- **Zitierter Auszug**

:::

Antragsteller*in

Jusos Rheinland-Pfalz

Zur Weiterleitung an

Juso-Bundeskongress, SPD-Landesparteitag, SPD-Landtagsfraktion, SPD-Bundesparteitag, SPD-Bundestagsfraktion

Antragstext

Wir fordern die Einrichtung einer Möglichkeit auch als Selbstmelder*in ein Anti-Aggressions-Training (AAT) absolvieren zu können, bei dem die Kosten vom Land getragen werden. Hierfür veranschlagen wir vorläufig einen Topf von 300.000 € jährlich, welcher nach Etablierung an den Bedarf angepasst werden muss.

Begründung:

Anti-Aggressions-Trainings sind soziale Trainingskurse, in denen mit stark auffälligen Gewaltstraftäter*innen delikt-, defizit- und ressourcenorientiert gearbeitet wird. Die Dauer des AAT beträgt etwa 5-6 Monate mit mehrstündigen Gruppensitzungen pro Woche.

:::

- **Aufgabe**
Schreiben Sie aus dem Antrag zum Anti-Aggressions-Training den Abschnitt ab, der bei den Worten „Jusos Rheinland-Pfalz“ beginnt und nach „Gruppensitzungen pro Woche.“ endet. Die Einträge haben mit dem Antrag zum Anti-Aggressions-Training nichts zu tun.

Daten zu Referenzausdrücken
:::

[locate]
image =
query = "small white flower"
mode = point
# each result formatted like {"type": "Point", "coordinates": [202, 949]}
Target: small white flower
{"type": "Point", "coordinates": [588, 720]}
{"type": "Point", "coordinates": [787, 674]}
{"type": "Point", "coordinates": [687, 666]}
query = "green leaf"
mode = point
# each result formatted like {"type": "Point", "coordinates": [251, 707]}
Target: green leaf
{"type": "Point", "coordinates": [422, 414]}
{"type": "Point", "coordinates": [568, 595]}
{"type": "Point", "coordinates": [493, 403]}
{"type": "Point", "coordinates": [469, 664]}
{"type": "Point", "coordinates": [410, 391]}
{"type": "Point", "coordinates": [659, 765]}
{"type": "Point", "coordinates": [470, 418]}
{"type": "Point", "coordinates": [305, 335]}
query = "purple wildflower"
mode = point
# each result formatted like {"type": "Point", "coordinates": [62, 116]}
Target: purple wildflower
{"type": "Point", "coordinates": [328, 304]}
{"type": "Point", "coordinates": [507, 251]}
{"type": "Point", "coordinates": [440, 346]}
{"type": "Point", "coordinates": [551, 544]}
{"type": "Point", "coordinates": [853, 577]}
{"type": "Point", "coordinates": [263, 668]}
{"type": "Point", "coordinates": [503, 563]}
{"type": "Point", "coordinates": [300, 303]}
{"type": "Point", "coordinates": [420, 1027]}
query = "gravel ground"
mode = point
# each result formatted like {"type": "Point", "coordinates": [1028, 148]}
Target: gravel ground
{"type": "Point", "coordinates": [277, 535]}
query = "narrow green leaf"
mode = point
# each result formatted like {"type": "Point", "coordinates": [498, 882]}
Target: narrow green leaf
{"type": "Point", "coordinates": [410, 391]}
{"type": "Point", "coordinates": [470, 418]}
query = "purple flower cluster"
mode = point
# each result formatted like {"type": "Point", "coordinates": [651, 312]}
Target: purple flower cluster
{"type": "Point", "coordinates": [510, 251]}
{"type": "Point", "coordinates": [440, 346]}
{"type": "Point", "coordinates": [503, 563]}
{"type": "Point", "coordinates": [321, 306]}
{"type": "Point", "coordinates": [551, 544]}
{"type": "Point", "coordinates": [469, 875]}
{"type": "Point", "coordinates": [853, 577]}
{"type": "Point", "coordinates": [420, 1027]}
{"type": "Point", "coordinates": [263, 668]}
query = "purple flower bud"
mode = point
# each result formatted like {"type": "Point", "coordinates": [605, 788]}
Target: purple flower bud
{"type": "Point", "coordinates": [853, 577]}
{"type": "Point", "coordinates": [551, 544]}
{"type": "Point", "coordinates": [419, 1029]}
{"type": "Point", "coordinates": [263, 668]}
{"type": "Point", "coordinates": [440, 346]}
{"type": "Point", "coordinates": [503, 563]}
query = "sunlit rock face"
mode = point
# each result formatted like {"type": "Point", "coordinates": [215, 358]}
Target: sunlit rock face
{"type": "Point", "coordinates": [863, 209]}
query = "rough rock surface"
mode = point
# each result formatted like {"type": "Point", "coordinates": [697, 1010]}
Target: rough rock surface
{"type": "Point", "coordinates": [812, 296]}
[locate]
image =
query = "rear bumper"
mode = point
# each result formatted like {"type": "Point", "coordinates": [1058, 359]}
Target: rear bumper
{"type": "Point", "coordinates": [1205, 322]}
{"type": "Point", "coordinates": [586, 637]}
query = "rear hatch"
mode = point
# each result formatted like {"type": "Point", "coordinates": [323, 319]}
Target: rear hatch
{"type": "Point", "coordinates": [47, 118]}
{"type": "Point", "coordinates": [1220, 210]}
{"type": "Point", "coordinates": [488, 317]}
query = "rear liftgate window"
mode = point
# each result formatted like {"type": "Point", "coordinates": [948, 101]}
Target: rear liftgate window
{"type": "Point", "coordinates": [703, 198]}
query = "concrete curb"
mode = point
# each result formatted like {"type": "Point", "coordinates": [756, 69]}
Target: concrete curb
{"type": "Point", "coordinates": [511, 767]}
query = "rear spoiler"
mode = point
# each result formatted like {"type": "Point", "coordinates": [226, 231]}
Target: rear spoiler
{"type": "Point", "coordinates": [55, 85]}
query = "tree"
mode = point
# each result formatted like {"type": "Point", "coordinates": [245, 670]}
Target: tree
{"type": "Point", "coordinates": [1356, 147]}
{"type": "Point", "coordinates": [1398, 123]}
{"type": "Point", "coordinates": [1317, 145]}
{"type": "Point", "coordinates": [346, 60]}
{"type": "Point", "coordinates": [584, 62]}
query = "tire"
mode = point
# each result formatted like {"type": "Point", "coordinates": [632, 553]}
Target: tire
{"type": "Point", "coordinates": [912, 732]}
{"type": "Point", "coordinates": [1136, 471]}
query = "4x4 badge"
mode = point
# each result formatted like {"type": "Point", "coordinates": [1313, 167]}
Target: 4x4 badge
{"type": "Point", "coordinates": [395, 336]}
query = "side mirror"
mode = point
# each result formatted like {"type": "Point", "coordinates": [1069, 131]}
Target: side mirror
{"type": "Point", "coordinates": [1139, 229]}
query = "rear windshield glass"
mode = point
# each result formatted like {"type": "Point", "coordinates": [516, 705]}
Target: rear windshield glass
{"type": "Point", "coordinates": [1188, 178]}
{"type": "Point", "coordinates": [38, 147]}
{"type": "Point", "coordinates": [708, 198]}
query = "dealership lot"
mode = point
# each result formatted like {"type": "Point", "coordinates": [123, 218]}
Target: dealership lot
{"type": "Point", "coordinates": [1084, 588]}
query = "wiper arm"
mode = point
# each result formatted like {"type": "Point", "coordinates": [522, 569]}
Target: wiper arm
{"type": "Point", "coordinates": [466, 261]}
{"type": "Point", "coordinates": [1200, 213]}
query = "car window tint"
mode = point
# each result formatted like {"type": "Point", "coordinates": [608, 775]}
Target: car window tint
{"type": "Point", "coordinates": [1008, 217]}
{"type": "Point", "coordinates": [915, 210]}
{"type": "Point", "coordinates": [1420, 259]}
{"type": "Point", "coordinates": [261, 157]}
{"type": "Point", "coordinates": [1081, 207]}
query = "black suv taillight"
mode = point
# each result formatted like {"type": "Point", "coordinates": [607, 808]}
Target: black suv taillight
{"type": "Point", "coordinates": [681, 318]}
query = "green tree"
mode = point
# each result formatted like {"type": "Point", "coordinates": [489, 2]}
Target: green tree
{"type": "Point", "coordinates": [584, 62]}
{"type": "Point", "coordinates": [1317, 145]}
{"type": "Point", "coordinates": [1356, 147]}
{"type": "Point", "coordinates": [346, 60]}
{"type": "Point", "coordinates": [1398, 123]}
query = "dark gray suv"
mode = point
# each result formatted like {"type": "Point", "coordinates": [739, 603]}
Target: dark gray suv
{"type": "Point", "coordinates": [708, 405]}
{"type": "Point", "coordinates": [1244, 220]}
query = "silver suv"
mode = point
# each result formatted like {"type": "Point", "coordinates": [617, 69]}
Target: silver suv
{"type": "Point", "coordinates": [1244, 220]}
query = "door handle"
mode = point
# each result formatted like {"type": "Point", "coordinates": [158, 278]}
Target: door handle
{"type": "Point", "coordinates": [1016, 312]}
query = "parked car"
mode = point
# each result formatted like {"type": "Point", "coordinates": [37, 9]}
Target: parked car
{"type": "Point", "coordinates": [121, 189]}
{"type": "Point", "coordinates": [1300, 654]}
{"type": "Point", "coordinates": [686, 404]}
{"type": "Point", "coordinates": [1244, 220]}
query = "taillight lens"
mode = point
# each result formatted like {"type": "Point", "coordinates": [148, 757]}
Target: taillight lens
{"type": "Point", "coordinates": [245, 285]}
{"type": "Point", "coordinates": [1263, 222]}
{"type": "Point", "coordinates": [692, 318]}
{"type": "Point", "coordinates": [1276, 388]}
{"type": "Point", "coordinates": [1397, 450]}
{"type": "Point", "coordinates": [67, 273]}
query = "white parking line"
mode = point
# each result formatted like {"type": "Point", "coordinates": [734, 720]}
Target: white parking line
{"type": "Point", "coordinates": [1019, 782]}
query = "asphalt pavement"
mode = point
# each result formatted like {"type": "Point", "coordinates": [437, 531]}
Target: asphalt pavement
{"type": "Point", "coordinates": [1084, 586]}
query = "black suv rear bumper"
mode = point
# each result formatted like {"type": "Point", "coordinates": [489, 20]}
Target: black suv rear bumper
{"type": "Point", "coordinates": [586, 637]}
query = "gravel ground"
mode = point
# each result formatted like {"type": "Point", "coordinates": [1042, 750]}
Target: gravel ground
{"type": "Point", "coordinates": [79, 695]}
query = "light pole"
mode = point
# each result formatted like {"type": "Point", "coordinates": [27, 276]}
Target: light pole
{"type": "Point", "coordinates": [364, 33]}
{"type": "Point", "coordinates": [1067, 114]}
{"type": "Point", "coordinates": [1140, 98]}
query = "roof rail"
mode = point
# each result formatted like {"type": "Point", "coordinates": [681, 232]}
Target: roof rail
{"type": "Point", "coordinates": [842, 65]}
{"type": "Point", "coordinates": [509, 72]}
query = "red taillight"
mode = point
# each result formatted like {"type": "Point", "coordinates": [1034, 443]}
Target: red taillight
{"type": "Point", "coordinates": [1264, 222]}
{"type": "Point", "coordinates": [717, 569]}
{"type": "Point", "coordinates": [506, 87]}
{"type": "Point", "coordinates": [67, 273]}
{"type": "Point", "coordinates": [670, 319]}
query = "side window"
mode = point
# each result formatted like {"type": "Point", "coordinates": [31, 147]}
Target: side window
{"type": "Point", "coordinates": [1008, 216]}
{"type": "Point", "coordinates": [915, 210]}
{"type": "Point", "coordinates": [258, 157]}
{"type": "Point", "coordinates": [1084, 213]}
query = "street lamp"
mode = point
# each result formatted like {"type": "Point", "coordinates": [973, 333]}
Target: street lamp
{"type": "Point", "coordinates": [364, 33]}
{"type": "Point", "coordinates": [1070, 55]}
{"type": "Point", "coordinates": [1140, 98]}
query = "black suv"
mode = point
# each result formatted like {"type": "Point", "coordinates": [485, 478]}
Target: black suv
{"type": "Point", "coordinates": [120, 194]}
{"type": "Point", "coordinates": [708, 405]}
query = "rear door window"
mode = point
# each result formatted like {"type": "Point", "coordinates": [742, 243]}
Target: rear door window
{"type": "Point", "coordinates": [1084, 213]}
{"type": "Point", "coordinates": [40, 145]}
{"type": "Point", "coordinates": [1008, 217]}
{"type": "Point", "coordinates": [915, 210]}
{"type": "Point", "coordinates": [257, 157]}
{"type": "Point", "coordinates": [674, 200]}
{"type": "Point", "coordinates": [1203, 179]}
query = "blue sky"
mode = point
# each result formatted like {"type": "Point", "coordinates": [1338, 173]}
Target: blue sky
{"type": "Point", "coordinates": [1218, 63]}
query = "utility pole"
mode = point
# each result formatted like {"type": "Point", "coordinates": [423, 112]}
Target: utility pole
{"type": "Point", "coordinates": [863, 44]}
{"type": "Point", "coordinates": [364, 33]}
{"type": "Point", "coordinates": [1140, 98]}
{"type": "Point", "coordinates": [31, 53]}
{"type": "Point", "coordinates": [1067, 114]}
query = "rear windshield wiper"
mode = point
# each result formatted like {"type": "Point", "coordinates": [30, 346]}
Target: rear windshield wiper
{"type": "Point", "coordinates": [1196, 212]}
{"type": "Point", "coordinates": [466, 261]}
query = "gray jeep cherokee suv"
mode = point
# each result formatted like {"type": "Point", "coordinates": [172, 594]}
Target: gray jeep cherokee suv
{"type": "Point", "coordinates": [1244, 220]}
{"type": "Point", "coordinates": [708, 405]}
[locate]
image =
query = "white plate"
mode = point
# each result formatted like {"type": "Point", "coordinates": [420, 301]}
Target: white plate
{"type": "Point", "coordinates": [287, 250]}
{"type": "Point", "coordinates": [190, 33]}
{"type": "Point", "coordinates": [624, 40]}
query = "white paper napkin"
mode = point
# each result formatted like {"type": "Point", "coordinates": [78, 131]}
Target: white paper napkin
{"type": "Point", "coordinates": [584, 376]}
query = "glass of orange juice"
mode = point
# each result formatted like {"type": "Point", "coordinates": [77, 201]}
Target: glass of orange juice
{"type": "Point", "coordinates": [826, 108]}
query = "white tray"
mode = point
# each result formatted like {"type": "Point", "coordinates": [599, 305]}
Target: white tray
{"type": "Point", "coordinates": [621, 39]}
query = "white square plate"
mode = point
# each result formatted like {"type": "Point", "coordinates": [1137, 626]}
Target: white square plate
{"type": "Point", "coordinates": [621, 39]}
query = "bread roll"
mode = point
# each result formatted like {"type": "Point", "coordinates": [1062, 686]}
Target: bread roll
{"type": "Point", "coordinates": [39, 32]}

:::

- **Lösung**
Jusos Rheinland-Pfalz

Zur Weiterleitung an

Juso-Bundeskongress, SPD-Landesparteitag, SPD-Landtagsfraktion, SPD-Bundesparteitag, SPD-Bundestagsfraktion

Antragstext

Wir fordern die Einrichtung einer Möglichkeit auch als Selbstmelder*in ein Anti-Aggressions-Training (AAT) absolvieren zu können, bei dem die Kosten vom Land getragen werden. Hierfür veranschlagen wir vorläufig einen Topf von 300.000 € jährlich, welcher nach Etablierung an den Bedarf angepasst werden muss.

Begründung:

Anti-Aggressions-Trainings sind soziale Trainingskurse, in denen mit stark auffälligen Gewaltstraftäter*innen delikt-, defizit- und ressourcenorientiert gearbeitet wird. Die Dauer des AAT beträgt etwa 5-6 Monate mit mehrstündigen Gruppensitzungen pro Woche.